Nothing but the pictures gets dropped; retype every entry exactly.

Top of Listed records

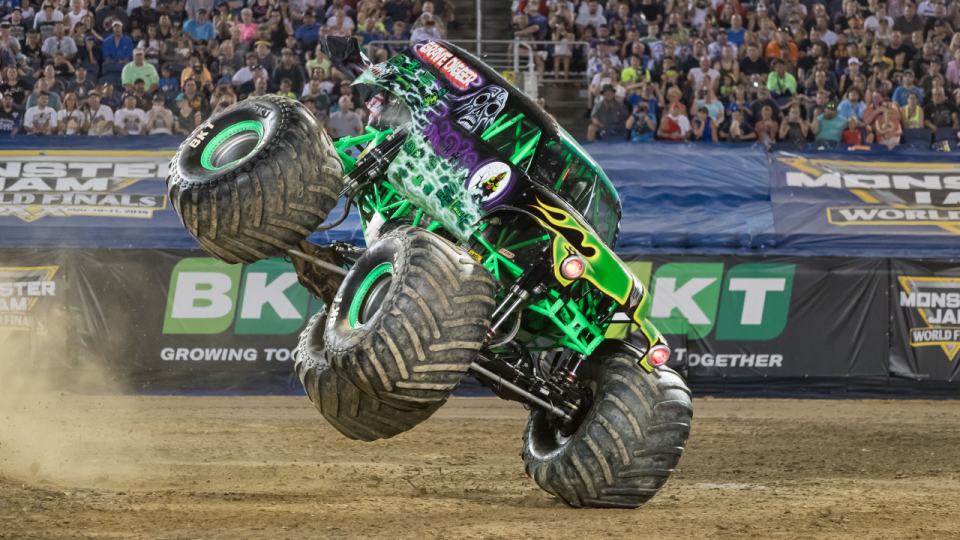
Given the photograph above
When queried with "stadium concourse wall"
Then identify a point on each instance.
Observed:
(822, 273)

Bottom of Listed records

Solution to the problem:
Given the photograph above
When queried with "stadium concourse wall"
Then identify a point on each instance.
Observed:
(822, 273)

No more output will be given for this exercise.